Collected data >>
──────

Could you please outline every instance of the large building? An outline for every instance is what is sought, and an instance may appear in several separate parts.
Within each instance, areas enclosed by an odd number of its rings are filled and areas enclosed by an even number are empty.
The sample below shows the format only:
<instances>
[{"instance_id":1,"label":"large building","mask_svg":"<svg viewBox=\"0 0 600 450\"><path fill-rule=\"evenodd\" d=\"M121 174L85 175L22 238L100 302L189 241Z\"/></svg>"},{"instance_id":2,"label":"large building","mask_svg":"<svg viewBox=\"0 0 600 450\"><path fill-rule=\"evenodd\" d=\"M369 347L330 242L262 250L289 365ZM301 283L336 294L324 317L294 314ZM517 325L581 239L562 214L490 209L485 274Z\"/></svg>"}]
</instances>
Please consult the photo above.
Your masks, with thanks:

──────

Work order >>
With the line that contains "Please consult the photo above." as your start, reproduce the data above exactly through its last line, and nothing before that start.

Answer >>
Please consult the photo above.
Your masks, with thanks:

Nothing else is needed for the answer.